**WHAT IS ASKED**
Please rewrite the rows from the line containing "In which area of the above frame can the cinder" through the line containing "[75,305,230,592]", inclusive, with "Report" replaced by "Give" and everything else left unchanged.

**PROVIDED DATA**
**********

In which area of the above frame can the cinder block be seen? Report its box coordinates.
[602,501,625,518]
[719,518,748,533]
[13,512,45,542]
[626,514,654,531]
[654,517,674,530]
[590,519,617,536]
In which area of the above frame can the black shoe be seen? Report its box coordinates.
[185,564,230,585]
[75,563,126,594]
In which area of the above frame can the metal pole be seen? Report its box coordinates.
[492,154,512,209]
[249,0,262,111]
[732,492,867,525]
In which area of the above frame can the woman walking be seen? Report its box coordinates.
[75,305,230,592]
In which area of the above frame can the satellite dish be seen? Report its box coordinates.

**********

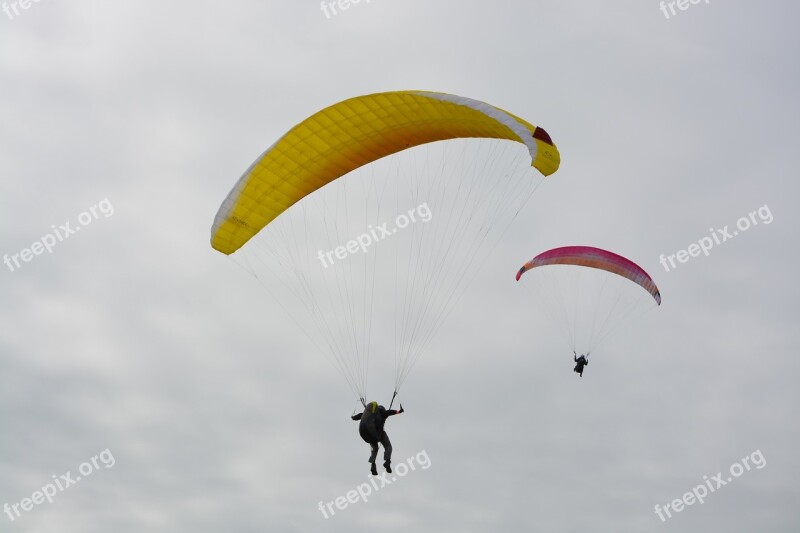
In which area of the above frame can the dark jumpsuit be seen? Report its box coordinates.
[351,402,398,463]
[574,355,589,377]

**********

**RESULT OF THE EXERCISE**
In which area of the above frame can the cinder block be seen? Give its box coordinates.
[602,501,625,518]
[719,518,748,533]
[13,512,45,542]
[626,514,654,531]
[654,517,674,530]
[590,519,617,536]
In which area of the above frame can the black shoe be seen? Give its box coordinates.
[185,564,230,585]
[75,563,126,594]
In which area of the above frame can the metal pole be seen? Give its box coordinates.
[492,154,512,209]
[249,0,262,111]
[732,492,867,525]
In which area of the above frame can the woman walking be seen? Give its box coordinates.
[75,305,230,592]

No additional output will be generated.